| EXTRAIT DU DOCUMENT |
>>>

Dans la sous-partie consacrée aux hommes (p. 59-84) l’auteur se demande pourquoi autour de Carthage fleurissent aussi peu de cités au début de l’époque romaine. Il souligne que le grand nombre de cités dans la province d’Afrique est un phénomène tardif, antonino-séverien. Selon lui, la loi agraire peut expliquer l’absence dans les époques précédentes. Il se demande si d’autres communautés étaient mentionnées dans la pierre à part celles que l’on lit.
Il se consacre d’abord aux alliés de Rome. Son observation sur le fait que Thimida Regia et Zama Regia sont ainsi surnommées parce que Scipion les avait accordées aux enfants de Massinissa est intéressante. Deuxièmement il se consacre aux vaincus. Selon l’auteur, les latifundia africains viennent des villes qui ont été rasées lors de la IIIe guerre punique. Leurs habitants sont devenus des esclaves. Dans les villes non rasées se trouvaient les stipendiaires qui étaient obligés de payer le stipendium et qui étaient nécessairement en situation d’infériorité face aux citoyens romains. Il y en a très peu d’homines stipendiarii, c’est pourquoi l’auteur croit que les cités d’époque punique étaient fidèles à Carthage et ont été effacées. Troisièmement, il s’occupe des citoyens romains. L’auteur n’en parle pas beaucoup, car il les a mentionnés auparavant.
En quatrième lieu, l’auteur se concentre sur le statut personnel des colons et des inscrits comme colons. Il se demande si les colons de la Colonia Iunonia Karthago étaient nécessairement des citoyens romains. C’est l’opinion des modernes, quitte à admettre que ce statut leur a été accordé seulement au moment de la déduction. D’autres sont plus sceptiques. L’auteur affirme qu’il s’agit de citoyens romains en se basant sur la formule ex iu[RE ROMA[no appliquée à la donation-assignation. En cinquième lieu il parle des socii et des Latins. On précise quel statut a l’acheteur. Si c’est un Latin, il ne sera aussi bien traité que si c’est un citoyen romain. L’auteur affirme que l’acheteur latin sera considéré comme ayant reçu une assignation, le bien sera grevé du uectigal. La loi veut que le duumuir examine si les acheteurs sont des Latins. L’allié ou Latin est traité pareillement que le citoyen romain concernant le uectigal, les decumae ou la scriptura dues au peuple romain ou au publicain, car il ne s’agit pas de terres destinées à des colons, mais de l’ager publicus qui avait appartenu aux cités détruites.
En sixième lieu on aborde le fait que les lois concernent des individus. Quel que soit leur statut, les locataires et acheteurs sont toujours considérés individuellement. Le sujet c’est des homines, il n’existe pas d’associations. En septième lieu, inversement, l’auteur s’occupe des societates. Il déduit en effet l’existence d’au moins une societas par le mot publicanus qui apparaît l. 73. Ils pouvaient percevoir l’impôt d’une terre privée et vectigalienne.

<<<

| DONNÉES FOURNIES |
>>>

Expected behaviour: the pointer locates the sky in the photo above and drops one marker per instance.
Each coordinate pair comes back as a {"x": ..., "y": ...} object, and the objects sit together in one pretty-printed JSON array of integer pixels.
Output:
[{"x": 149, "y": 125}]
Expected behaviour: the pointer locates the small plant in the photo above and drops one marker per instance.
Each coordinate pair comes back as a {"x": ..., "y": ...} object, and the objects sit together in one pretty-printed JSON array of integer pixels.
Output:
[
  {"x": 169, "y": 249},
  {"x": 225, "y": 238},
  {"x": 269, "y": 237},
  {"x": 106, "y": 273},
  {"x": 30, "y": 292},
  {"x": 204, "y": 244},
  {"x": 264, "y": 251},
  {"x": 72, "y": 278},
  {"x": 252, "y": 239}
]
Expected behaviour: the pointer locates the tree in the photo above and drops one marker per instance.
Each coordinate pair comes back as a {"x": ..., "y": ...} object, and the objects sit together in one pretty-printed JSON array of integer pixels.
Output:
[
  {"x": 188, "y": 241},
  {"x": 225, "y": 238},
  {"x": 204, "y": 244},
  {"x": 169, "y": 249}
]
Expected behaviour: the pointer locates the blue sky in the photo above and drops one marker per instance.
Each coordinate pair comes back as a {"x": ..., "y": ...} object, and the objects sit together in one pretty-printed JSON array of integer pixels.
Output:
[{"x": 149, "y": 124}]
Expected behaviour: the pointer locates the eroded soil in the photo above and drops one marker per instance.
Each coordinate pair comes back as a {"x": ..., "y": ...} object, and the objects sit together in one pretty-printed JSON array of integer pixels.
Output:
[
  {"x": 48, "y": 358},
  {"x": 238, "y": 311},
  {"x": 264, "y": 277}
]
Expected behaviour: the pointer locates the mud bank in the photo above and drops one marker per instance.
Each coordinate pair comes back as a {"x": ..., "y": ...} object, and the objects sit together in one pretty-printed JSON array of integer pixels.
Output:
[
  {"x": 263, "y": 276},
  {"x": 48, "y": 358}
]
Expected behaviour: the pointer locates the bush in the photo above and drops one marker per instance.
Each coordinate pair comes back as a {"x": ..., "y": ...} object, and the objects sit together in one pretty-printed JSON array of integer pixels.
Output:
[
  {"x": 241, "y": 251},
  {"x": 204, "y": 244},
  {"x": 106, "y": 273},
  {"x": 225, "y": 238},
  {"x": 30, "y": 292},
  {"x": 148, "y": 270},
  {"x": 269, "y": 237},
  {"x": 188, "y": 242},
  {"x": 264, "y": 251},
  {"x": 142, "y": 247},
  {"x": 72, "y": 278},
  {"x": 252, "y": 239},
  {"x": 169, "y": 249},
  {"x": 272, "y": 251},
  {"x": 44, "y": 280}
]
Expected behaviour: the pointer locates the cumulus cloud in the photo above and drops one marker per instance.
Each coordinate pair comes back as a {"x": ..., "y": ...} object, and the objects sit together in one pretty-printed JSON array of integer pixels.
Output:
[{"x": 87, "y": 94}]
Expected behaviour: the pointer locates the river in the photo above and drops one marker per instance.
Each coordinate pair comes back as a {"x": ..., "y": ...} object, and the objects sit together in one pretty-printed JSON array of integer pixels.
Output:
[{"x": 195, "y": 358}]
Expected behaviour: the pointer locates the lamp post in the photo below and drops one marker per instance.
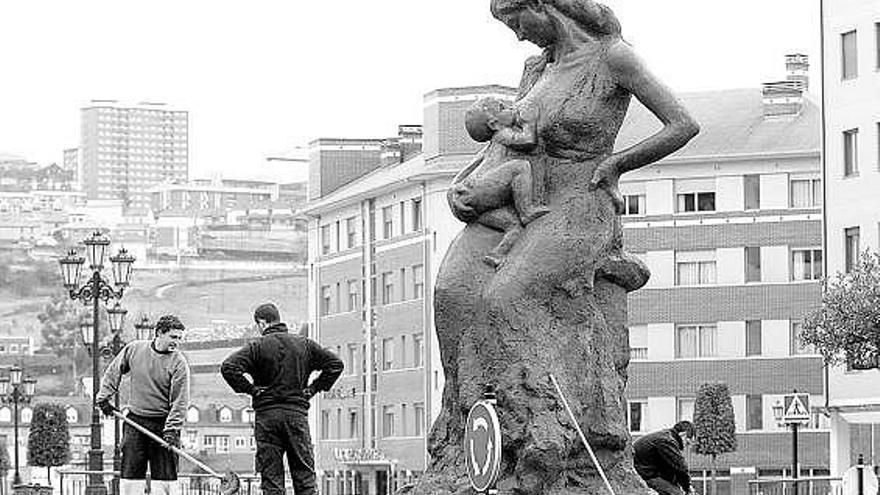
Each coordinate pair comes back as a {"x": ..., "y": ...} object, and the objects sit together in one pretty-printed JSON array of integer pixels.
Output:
[
  {"x": 94, "y": 291},
  {"x": 21, "y": 392}
]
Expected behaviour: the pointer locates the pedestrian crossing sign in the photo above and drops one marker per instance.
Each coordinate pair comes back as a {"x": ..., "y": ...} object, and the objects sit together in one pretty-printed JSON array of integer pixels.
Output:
[{"x": 797, "y": 408}]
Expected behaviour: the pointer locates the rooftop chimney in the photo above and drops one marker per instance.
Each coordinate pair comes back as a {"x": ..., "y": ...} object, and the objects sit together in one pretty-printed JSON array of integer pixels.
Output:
[
  {"x": 782, "y": 98},
  {"x": 797, "y": 66}
]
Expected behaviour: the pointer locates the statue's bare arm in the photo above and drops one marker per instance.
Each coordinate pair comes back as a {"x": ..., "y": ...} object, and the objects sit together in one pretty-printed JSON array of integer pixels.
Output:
[
  {"x": 678, "y": 126},
  {"x": 478, "y": 159}
]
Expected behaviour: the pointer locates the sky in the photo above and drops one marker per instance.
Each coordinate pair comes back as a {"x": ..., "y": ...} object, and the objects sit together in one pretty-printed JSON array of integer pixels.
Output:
[{"x": 262, "y": 78}]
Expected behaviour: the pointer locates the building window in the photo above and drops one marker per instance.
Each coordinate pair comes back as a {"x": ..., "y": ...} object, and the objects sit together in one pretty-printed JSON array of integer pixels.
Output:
[
  {"x": 877, "y": 45},
  {"x": 350, "y": 232},
  {"x": 192, "y": 415},
  {"x": 387, "y": 222},
  {"x": 387, "y": 353},
  {"x": 797, "y": 344},
  {"x": 695, "y": 267},
  {"x": 637, "y": 412},
  {"x": 690, "y": 202},
  {"x": 352, "y": 294},
  {"x": 754, "y": 412},
  {"x": 325, "y": 239},
  {"x": 806, "y": 193},
  {"x": 417, "y": 214},
  {"x": 388, "y": 421},
  {"x": 419, "y": 410},
  {"x": 753, "y": 338},
  {"x": 325, "y": 424},
  {"x": 634, "y": 204},
  {"x": 752, "y": 192},
  {"x": 753, "y": 264},
  {"x": 685, "y": 408},
  {"x": 325, "y": 300},
  {"x": 351, "y": 362},
  {"x": 806, "y": 264},
  {"x": 695, "y": 341},
  {"x": 638, "y": 342},
  {"x": 403, "y": 284},
  {"x": 387, "y": 287},
  {"x": 418, "y": 350},
  {"x": 418, "y": 281},
  {"x": 851, "y": 248},
  {"x": 850, "y": 152},
  {"x": 849, "y": 55},
  {"x": 352, "y": 423}
]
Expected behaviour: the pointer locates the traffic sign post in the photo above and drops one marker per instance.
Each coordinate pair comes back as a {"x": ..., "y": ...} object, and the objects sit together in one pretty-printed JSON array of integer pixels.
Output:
[
  {"x": 796, "y": 407},
  {"x": 482, "y": 445},
  {"x": 795, "y": 411}
]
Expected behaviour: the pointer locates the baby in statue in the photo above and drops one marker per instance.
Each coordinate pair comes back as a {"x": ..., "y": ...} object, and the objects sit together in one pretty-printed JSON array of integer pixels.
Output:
[{"x": 500, "y": 175}]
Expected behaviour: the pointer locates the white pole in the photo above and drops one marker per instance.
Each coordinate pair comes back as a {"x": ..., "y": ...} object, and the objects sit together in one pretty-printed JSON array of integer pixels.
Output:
[{"x": 581, "y": 434}]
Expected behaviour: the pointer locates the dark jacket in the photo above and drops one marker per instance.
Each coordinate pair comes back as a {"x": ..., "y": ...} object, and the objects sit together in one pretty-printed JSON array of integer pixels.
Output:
[
  {"x": 280, "y": 364},
  {"x": 659, "y": 455}
]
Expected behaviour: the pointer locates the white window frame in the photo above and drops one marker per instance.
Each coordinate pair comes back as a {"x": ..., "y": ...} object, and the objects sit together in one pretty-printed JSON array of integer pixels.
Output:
[
  {"x": 703, "y": 261},
  {"x": 703, "y": 332}
]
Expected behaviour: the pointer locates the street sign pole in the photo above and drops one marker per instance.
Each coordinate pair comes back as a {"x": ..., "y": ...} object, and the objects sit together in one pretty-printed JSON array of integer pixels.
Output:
[
  {"x": 794, "y": 464},
  {"x": 795, "y": 411},
  {"x": 482, "y": 443}
]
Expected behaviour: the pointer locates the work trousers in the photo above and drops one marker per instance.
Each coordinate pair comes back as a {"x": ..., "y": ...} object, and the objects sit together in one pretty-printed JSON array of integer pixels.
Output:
[
  {"x": 664, "y": 487},
  {"x": 284, "y": 431}
]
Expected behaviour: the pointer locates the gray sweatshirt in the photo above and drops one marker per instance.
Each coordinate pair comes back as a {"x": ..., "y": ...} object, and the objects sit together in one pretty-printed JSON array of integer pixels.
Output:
[{"x": 159, "y": 382}]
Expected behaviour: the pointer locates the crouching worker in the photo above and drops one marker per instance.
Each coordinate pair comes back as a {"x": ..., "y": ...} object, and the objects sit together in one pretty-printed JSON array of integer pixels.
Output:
[
  {"x": 280, "y": 364},
  {"x": 659, "y": 459},
  {"x": 159, "y": 397}
]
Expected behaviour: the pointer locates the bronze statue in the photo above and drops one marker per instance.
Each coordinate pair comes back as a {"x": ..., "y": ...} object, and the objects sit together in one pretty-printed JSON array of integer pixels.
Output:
[
  {"x": 557, "y": 304},
  {"x": 494, "y": 178}
]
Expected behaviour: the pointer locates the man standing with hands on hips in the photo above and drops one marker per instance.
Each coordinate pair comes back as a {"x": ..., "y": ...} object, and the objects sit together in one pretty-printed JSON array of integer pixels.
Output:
[{"x": 280, "y": 364}]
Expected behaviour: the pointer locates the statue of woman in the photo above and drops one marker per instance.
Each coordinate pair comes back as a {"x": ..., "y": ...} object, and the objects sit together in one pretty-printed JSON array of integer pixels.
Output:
[{"x": 557, "y": 304}]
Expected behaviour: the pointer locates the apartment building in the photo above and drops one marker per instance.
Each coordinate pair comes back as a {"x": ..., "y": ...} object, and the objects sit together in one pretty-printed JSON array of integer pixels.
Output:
[
  {"x": 730, "y": 227},
  {"x": 376, "y": 241},
  {"x": 851, "y": 169},
  {"x": 126, "y": 149}
]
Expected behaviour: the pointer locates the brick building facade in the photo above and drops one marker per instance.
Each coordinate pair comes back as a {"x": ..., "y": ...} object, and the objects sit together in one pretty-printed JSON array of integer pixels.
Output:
[{"x": 729, "y": 226}]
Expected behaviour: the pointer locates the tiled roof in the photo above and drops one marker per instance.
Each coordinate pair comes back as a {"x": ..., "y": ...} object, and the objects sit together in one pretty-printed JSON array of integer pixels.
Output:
[{"x": 731, "y": 123}]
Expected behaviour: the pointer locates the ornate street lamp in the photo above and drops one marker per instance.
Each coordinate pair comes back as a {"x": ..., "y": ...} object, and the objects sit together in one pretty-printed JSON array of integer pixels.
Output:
[
  {"x": 122, "y": 268},
  {"x": 96, "y": 246},
  {"x": 96, "y": 290},
  {"x": 16, "y": 391},
  {"x": 87, "y": 334},
  {"x": 71, "y": 267}
]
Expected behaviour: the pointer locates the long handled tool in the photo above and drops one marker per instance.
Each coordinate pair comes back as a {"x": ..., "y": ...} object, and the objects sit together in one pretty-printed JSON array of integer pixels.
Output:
[
  {"x": 581, "y": 433},
  {"x": 229, "y": 482}
]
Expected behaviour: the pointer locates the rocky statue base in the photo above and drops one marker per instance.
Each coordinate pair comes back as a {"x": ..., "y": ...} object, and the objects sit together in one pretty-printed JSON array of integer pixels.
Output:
[{"x": 513, "y": 346}]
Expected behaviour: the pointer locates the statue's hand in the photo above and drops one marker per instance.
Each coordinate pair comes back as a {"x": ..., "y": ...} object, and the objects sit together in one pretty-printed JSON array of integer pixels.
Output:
[
  {"x": 456, "y": 197},
  {"x": 606, "y": 177}
]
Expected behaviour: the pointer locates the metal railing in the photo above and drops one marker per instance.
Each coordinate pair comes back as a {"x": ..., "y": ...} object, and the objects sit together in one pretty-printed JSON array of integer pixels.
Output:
[
  {"x": 73, "y": 482},
  {"x": 809, "y": 485}
]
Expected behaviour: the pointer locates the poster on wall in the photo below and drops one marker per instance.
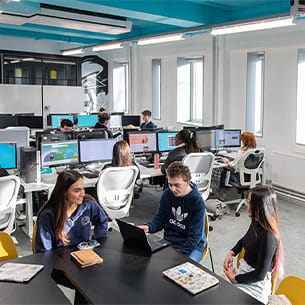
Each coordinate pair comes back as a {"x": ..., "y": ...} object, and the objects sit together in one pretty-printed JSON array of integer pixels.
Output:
[{"x": 95, "y": 83}]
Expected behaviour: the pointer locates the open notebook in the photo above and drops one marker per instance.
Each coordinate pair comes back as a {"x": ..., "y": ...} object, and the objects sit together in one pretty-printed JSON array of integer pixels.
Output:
[
  {"x": 16, "y": 272},
  {"x": 191, "y": 277}
]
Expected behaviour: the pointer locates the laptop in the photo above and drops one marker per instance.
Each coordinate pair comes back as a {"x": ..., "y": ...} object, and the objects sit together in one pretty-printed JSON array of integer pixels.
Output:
[{"x": 135, "y": 236}]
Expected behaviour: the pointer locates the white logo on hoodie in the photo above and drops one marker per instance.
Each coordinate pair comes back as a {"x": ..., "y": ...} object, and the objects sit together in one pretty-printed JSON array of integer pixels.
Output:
[{"x": 179, "y": 217}]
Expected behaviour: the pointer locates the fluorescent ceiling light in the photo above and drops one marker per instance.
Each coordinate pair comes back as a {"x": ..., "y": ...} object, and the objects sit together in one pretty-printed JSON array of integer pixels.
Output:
[
  {"x": 105, "y": 47},
  {"x": 160, "y": 39},
  {"x": 72, "y": 51},
  {"x": 253, "y": 26}
]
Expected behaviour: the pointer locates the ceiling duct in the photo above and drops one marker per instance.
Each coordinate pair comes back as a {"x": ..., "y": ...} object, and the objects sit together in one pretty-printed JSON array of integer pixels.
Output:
[{"x": 63, "y": 17}]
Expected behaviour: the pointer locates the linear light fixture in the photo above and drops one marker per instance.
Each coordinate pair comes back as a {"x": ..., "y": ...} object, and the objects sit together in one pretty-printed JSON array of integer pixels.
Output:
[
  {"x": 254, "y": 26},
  {"x": 105, "y": 47},
  {"x": 160, "y": 39},
  {"x": 73, "y": 51}
]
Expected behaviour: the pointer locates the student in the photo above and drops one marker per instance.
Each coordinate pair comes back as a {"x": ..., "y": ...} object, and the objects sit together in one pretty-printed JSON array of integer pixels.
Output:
[
  {"x": 186, "y": 144},
  {"x": 248, "y": 142},
  {"x": 66, "y": 125},
  {"x": 263, "y": 247},
  {"x": 181, "y": 213},
  {"x": 66, "y": 218},
  {"x": 103, "y": 119},
  {"x": 146, "y": 116},
  {"x": 121, "y": 156}
]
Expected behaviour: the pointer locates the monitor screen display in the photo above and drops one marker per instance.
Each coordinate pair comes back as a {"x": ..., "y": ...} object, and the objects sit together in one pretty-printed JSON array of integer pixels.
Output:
[
  {"x": 59, "y": 153},
  {"x": 95, "y": 150},
  {"x": 30, "y": 121},
  {"x": 205, "y": 139},
  {"x": 134, "y": 120},
  {"x": 8, "y": 155},
  {"x": 115, "y": 121},
  {"x": 84, "y": 120},
  {"x": 166, "y": 140},
  {"x": 57, "y": 118},
  {"x": 228, "y": 138},
  {"x": 143, "y": 142}
]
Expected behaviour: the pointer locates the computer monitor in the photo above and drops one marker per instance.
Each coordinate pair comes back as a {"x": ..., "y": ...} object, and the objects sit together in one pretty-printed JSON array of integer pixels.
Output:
[
  {"x": 57, "y": 118},
  {"x": 115, "y": 121},
  {"x": 228, "y": 138},
  {"x": 59, "y": 153},
  {"x": 141, "y": 142},
  {"x": 206, "y": 139},
  {"x": 84, "y": 120},
  {"x": 95, "y": 150},
  {"x": 7, "y": 121},
  {"x": 8, "y": 155},
  {"x": 134, "y": 120},
  {"x": 19, "y": 136},
  {"x": 166, "y": 140},
  {"x": 30, "y": 121}
]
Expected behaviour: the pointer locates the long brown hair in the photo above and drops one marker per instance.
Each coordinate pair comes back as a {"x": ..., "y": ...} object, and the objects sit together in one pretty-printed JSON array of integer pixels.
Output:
[
  {"x": 58, "y": 203},
  {"x": 248, "y": 139},
  {"x": 121, "y": 155},
  {"x": 264, "y": 210},
  {"x": 188, "y": 137}
]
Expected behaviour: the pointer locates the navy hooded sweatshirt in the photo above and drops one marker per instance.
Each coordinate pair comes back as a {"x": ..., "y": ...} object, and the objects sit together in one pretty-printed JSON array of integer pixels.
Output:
[{"x": 182, "y": 219}]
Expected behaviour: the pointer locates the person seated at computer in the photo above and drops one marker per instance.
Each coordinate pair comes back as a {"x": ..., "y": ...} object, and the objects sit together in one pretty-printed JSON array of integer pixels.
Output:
[
  {"x": 181, "y": 213},
  {"x": 185, "y": 144},
  {"x": 146, "y": 116},
  {"x": 262, "y": 243},
  {"x": 66, "y": 218},
  {"x": 248, "y": 142},
  {"x": 66, "y": 125},
  {"x": 121, "y": 156},
  {"x": 103, "y": 119}
]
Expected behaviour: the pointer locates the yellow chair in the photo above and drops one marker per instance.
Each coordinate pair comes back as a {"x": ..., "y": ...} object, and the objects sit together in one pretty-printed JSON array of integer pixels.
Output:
[
  {"x": 274, "y": 279},
  {"x": 293, "y": 288},
  {"x": 34, "y": 237},
  {"x": 207, "y": 249},
  {"x": 7, "y": 247}
]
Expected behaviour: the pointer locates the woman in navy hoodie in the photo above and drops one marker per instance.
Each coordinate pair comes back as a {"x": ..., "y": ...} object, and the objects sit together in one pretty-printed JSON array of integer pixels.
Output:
[
  {"x": 181, "y": 213},
  {"x": 66, "y": 218}
]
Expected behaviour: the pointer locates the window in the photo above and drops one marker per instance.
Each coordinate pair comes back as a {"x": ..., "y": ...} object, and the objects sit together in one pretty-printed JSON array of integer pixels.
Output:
[
  {"x": 300, "y": 128},
  {"x": 255, "y": 92},
  {"x": 120, "y": 86},
  {"x": 156, "y": 88},
  {"x": 190, "y": 89}
]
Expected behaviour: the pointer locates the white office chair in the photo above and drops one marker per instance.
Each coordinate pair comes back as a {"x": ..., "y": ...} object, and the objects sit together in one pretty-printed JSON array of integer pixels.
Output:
[
  {"x": 9, "y": 187},
  {"x": 115, "y": 191},
  {"x": 201, "y": 166},
  {"x": 250, "y": 169}
]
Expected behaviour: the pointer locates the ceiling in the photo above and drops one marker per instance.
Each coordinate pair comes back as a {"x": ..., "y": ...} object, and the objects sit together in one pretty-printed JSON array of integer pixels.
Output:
[{"x": 137, "y": 17}]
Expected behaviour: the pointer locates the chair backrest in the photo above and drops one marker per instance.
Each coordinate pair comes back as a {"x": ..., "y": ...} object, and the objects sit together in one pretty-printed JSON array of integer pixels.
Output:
[
  {"x": 115, "y": 190},
  {"x": 201, "y": 166},
  {"x": 206, "y": 232},
  {"x": 7, "y": 247},
  {"x": 250, "y": 167},
  {"x": 293, "y": 288},
  {"x": 274, "y": 278},
  {"x": 9, "y": 187}
]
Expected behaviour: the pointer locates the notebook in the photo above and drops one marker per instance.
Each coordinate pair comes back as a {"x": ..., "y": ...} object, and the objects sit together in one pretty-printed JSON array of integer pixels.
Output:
[
  {"x": 16, "y": 272},
  {"x": 191, "y": 277},
  {"x": 137, "y": 237}
]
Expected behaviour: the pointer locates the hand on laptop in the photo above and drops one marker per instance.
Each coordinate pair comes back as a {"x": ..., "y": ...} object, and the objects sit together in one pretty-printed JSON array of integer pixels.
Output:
[{"x": 145, "y": 228}]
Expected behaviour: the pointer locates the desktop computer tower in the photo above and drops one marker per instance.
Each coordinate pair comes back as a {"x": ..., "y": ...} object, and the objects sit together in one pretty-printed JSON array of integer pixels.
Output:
[{"x": 29, "y": 164}]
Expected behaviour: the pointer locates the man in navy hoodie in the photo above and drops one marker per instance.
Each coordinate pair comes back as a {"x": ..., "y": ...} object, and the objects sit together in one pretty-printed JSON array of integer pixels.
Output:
[{"x": 181, "y": 213}]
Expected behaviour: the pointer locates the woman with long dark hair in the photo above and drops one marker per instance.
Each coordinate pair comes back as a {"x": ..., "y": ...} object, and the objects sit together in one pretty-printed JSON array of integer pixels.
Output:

<<<

| TRAVAIL DEMANDÉ |
A. Dressez la liste des lignes des enregistrements où figure la chaîne « woman », en les recopiant intégralement. La casse est significative.
B. Prolongez le compte rendu sur les statuts des habitants de l'Afrique romaine en reprenant après sa dernière phrase.

| RÉPONSES SUCCESSIVES |
A.
Expected behaviour: the pointer locates the statue of woman in the photo above and drops one marker per instance.
Expected behaviour: the pointer locates the woman in navy hoodie in the photo above and drops one marker per instance.
Expected behaviour: the pointer locates the woman with long dark hair in the photo above and drops one marker per instance.

B.
Comme conclusion de cette sous-partie l’auteur affirme que les communautés acceptées sont seulement les 7 peuples libres. Pour les transfugae et les fils de Massinissa, il ne voit que des prérogatives communes, mais ils ne constituent pas des sociétés, comme c’est le cas des publicains. Le reste se déroule à titre individuel.
Dans la troisième sous-partie, consacrée au droit (p. 85-109), une liste de lois et des magistrats mentionnés sur le texte est dressée. L’auteur reprend le débat sur l’identification de la loi étudiée, penchant pour une loi Baebia. Ensuite il analyse les lois précédentes mentionnées en suivant l’ordre du texte, mais parfois il saute en avant en cherchant des arguments qui expliquent les lignes dont il est en train de s’occuper. Il répète (p. 94) que la loi étudiée vise à régler exhaustivement les dispositions qui ont suivi l’application et la suppression de la lex Rubria.
En ce sens il y aurait eu une série de décisions clés : la confirmation de la donation-assignation faite aux colons par la loi Rubria ; l’assimilation à cette donation-assignation des achats à titre privé réalisés par les citoyens romains civils ; la transformation des lots coloniaux en ager priuatus uectigalisque par alliés et Latins.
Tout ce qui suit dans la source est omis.